## WHAT TO DO
Find the line containing "Task: where can the round" in the entries below. Reproduce that line and each one after it to the end, exactly, with no other lines.

## SOURCE RECORDS
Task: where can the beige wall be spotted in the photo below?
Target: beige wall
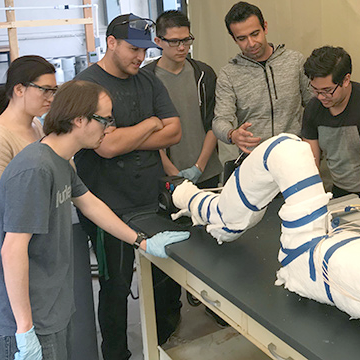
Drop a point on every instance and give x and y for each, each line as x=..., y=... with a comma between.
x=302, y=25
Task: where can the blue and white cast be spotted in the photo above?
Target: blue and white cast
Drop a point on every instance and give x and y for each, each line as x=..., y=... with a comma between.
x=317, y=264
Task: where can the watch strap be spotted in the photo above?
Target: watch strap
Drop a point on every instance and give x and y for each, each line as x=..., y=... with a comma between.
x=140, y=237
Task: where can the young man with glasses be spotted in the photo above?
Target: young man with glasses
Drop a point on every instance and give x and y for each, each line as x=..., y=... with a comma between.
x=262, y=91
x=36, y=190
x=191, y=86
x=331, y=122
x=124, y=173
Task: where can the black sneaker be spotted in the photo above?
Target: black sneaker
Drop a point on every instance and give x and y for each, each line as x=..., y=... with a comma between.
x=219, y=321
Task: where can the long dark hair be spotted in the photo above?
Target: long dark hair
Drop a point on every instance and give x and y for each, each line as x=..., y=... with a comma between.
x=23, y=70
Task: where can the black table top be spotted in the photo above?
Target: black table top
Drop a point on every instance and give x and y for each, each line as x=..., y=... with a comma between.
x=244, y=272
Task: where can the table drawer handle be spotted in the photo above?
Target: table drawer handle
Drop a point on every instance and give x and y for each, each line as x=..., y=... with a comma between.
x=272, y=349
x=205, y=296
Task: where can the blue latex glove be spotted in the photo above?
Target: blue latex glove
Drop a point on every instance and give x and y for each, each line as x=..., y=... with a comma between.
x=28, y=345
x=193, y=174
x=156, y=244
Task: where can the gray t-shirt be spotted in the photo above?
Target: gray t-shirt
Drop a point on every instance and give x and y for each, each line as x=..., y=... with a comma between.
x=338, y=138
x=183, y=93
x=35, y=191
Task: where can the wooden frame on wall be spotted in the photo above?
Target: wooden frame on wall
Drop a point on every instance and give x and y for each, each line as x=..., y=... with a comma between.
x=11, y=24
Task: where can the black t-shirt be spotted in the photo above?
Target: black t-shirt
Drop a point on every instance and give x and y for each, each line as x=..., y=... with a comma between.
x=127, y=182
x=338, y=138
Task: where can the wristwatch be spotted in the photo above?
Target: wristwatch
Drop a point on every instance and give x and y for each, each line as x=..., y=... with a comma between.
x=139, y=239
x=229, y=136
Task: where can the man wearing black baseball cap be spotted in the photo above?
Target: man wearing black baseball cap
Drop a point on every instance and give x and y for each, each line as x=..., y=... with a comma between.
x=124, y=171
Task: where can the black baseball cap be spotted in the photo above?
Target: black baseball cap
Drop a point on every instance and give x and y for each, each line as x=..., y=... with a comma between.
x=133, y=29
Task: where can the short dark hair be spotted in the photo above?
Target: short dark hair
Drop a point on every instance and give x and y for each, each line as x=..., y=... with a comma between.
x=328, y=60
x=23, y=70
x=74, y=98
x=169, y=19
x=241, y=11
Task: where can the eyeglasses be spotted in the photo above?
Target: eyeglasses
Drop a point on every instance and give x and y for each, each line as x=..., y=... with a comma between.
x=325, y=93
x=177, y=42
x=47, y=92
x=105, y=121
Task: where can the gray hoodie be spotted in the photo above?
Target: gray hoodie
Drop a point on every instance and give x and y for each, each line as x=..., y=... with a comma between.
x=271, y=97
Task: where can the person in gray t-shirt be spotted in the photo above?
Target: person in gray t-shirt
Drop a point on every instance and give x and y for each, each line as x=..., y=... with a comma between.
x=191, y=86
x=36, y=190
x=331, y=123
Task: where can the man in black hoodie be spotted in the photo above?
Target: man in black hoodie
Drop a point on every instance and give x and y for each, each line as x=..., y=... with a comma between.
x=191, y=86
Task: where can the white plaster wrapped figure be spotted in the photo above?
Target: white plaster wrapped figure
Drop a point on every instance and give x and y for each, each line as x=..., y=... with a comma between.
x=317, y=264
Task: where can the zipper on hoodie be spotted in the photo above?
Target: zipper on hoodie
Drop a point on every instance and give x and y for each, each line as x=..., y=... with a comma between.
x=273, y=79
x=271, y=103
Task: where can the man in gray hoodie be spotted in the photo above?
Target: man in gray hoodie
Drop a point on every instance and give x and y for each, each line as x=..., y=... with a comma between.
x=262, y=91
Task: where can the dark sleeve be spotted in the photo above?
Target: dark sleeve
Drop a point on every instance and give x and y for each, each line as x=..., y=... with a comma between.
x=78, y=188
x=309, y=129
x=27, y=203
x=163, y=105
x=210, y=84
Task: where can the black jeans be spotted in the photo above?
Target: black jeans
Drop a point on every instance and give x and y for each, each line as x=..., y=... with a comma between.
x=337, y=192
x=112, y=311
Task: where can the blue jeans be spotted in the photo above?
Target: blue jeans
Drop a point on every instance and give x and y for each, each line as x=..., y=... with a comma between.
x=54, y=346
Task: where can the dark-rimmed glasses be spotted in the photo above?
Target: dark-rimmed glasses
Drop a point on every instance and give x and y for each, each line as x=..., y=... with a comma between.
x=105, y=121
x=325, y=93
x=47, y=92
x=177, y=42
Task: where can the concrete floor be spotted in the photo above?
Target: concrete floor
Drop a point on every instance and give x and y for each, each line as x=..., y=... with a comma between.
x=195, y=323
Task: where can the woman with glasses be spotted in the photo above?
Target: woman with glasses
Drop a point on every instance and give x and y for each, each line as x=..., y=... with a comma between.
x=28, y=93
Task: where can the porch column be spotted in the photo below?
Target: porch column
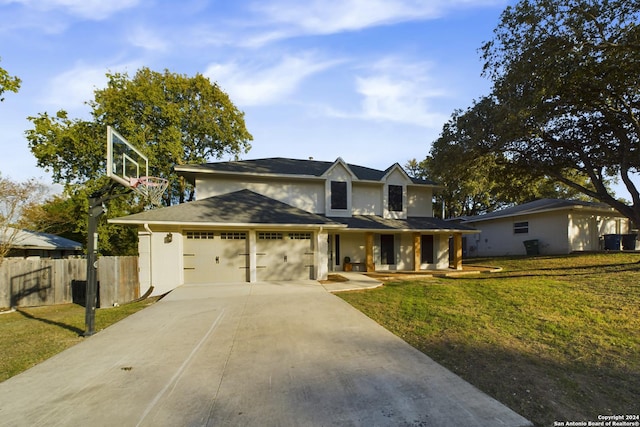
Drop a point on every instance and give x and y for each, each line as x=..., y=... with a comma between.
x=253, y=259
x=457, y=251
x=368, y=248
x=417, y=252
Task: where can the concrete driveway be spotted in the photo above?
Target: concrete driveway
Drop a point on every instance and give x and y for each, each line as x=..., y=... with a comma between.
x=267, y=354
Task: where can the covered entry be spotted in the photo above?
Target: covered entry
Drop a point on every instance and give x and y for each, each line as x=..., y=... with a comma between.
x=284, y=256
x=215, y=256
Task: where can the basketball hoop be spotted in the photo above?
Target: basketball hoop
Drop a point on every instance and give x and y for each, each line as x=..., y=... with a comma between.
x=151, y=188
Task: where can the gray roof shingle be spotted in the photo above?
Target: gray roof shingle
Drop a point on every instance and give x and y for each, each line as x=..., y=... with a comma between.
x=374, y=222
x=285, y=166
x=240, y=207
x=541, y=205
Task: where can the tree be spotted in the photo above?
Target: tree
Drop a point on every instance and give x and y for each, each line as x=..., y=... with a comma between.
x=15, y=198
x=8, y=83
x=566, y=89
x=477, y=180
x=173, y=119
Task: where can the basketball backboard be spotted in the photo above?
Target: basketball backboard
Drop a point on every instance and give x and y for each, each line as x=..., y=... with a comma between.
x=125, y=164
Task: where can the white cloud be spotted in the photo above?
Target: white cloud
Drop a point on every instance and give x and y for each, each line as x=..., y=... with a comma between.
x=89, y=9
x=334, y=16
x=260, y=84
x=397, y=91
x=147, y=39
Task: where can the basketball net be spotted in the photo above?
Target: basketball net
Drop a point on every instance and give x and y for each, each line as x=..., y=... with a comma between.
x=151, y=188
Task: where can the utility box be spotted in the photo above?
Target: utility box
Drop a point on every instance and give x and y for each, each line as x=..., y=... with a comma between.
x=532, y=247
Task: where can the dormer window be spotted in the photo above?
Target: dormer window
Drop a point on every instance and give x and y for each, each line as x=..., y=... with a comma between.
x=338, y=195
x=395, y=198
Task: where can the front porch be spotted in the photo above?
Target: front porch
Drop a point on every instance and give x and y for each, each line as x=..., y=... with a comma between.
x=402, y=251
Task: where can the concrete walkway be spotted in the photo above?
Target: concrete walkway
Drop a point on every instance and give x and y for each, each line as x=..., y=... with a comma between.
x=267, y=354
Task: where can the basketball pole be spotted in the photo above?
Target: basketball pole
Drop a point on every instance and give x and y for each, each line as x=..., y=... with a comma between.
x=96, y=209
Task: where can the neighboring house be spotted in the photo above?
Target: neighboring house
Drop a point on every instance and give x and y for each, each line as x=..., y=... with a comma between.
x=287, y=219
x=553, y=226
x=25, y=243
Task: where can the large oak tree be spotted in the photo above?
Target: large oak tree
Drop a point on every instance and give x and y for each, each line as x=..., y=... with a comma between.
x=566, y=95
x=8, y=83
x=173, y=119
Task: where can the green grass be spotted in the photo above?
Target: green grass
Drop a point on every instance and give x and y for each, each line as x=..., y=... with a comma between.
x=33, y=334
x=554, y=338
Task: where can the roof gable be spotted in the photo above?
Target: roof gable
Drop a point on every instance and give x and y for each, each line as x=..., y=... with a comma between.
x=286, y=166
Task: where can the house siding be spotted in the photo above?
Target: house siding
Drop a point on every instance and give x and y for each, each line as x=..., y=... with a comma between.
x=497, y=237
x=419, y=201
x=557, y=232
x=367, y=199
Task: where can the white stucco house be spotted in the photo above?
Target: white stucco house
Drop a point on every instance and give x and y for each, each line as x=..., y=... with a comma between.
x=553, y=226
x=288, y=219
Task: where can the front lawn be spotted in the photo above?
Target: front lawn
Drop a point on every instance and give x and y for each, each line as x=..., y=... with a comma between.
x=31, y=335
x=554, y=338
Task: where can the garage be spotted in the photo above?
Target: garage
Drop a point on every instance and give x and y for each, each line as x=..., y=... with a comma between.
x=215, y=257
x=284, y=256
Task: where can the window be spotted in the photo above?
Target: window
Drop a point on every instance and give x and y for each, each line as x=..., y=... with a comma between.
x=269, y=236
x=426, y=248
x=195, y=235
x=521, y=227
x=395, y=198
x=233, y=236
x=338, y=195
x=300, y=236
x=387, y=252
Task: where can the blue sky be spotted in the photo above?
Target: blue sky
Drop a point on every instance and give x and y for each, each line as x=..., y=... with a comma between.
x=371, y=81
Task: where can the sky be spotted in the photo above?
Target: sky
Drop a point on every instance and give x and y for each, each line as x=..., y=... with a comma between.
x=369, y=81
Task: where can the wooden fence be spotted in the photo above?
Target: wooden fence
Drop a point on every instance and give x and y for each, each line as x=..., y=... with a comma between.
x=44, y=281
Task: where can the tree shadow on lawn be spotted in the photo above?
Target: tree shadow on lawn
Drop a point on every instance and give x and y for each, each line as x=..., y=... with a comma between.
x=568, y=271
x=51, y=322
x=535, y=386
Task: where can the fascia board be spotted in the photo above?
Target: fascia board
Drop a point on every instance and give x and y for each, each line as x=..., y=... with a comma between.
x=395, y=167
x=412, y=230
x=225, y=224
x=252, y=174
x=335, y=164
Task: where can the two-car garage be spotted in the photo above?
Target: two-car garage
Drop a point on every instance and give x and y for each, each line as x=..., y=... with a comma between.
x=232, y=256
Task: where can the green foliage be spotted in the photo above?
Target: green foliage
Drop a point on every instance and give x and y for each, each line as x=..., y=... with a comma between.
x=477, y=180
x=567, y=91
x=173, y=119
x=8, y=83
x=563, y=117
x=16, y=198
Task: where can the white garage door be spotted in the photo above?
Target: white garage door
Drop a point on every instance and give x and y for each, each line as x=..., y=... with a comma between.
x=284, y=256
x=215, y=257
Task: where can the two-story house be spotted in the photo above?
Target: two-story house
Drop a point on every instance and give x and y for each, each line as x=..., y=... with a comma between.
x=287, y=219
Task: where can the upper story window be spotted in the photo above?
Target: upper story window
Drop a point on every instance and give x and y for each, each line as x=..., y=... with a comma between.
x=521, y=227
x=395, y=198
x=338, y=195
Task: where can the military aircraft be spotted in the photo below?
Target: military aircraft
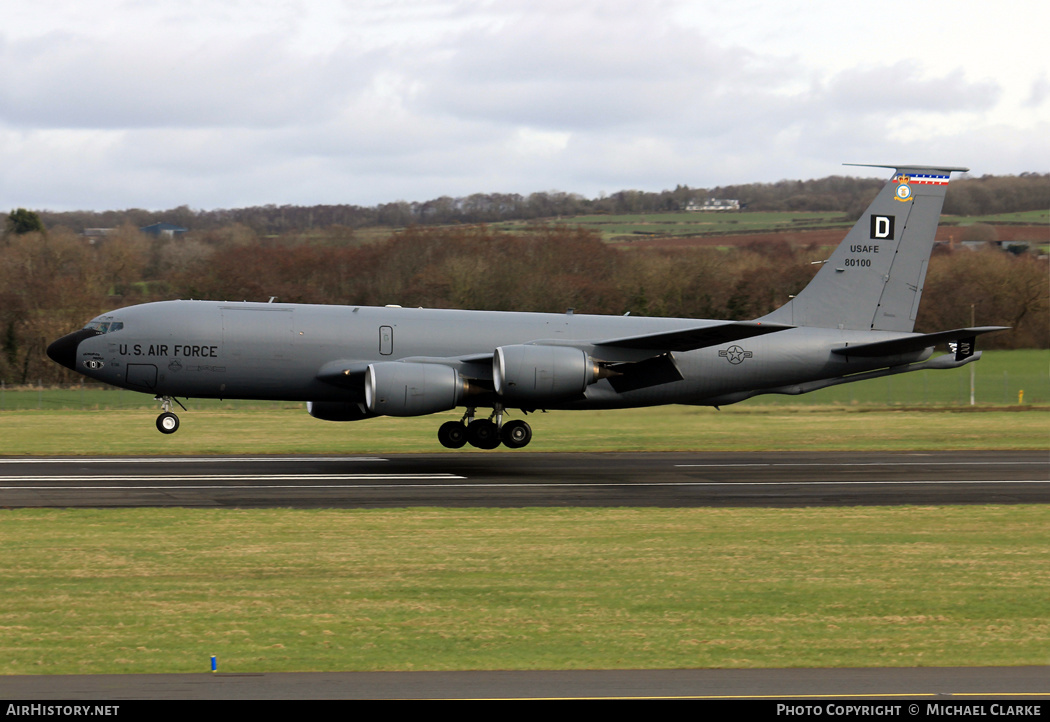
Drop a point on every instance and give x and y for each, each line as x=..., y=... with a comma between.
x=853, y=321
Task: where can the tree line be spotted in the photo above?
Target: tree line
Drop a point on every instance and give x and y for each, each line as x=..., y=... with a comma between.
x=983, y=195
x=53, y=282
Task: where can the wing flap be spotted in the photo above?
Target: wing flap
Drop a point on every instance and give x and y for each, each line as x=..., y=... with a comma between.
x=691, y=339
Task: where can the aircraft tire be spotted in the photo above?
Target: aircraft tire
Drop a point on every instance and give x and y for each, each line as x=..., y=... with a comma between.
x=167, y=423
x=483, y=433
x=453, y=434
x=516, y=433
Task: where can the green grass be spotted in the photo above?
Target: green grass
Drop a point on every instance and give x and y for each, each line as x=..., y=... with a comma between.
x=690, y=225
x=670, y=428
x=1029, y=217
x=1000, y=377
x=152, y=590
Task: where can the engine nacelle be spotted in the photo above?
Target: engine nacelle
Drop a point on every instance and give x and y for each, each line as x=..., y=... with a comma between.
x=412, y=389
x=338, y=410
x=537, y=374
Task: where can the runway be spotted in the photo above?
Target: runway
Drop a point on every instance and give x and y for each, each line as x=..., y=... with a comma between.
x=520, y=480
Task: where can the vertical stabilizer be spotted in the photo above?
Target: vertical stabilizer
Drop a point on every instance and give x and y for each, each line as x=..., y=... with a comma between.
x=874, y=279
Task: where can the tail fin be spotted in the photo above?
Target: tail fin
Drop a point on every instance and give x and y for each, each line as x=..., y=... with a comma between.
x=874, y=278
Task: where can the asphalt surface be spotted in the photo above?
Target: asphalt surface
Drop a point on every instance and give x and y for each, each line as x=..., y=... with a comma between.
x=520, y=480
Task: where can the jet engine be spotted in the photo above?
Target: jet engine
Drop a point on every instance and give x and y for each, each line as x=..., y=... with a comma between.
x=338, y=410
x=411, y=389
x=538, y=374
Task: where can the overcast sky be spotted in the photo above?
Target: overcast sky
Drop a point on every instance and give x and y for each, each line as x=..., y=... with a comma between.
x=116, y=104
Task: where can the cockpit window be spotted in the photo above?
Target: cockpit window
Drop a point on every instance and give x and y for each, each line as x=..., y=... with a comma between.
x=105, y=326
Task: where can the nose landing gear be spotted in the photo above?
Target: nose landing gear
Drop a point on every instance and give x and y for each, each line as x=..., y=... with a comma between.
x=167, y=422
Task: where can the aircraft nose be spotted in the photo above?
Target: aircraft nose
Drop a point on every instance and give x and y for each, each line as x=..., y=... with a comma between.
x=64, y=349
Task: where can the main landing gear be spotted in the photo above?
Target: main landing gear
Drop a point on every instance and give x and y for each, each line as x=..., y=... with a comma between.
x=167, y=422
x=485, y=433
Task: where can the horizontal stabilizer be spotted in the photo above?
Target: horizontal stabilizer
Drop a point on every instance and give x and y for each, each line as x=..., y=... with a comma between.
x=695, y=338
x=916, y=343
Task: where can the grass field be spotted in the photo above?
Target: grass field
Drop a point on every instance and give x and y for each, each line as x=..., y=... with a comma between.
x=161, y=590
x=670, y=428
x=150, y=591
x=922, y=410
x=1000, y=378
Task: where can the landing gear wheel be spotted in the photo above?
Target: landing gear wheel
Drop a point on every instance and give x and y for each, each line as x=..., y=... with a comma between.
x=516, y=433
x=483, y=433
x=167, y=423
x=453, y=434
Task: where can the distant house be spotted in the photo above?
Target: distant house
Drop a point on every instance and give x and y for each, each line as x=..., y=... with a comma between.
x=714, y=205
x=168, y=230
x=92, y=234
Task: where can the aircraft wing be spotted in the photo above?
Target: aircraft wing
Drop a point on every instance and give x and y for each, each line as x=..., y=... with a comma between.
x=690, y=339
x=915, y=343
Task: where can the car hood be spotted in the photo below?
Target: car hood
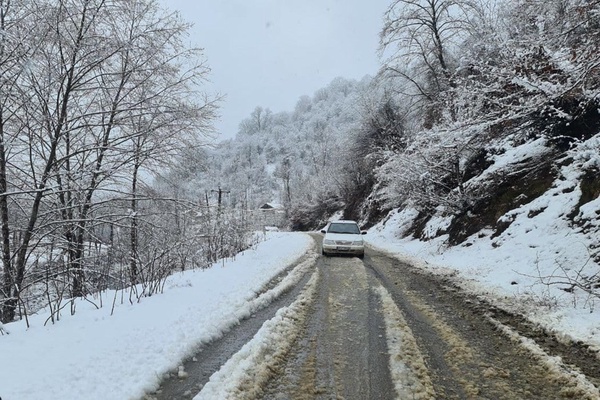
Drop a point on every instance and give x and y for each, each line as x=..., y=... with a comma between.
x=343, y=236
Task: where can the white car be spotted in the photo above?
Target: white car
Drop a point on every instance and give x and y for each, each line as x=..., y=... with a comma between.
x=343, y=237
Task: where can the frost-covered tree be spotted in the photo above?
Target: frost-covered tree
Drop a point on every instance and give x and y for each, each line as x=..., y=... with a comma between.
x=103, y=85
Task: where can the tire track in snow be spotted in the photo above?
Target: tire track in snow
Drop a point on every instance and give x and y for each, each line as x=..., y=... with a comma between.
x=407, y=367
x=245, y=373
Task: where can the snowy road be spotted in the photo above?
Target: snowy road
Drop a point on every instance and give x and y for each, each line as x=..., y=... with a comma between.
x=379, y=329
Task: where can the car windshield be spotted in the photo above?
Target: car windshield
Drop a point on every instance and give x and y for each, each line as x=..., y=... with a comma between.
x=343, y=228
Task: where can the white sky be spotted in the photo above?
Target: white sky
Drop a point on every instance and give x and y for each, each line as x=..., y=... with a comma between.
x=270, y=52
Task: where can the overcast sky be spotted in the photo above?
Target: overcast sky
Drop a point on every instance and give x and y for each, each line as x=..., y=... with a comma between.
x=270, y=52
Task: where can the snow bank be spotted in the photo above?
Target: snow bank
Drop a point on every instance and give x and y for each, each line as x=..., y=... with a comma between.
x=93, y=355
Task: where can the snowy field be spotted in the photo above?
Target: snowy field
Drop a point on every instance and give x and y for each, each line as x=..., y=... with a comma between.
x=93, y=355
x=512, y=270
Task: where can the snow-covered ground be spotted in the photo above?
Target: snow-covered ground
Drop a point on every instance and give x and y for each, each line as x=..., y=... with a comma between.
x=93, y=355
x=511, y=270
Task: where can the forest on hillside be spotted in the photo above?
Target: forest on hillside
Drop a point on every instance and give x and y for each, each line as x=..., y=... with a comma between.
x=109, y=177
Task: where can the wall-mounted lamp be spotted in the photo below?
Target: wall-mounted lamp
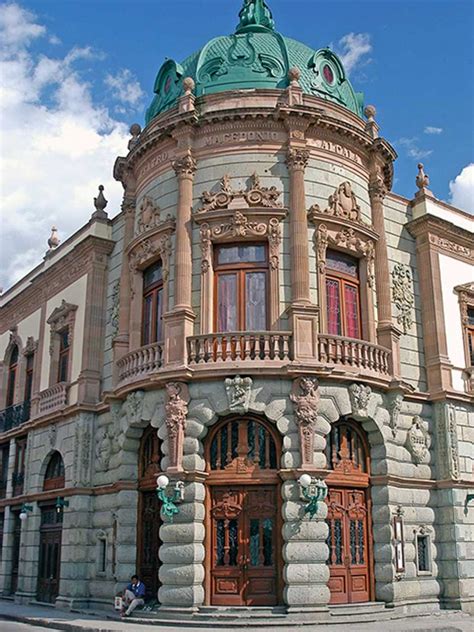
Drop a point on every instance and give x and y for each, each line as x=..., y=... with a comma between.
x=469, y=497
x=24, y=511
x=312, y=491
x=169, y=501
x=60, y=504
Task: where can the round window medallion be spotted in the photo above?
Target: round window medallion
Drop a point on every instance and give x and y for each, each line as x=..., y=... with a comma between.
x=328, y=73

## RESULT OF THIS EXERCISE
Task: where can the round window medallion be spotted in the photo above?
Target: round window medallion
Drop a point on every instance and give x and y for each, each line as x=..., y=... with a comma between.
x=328, y=73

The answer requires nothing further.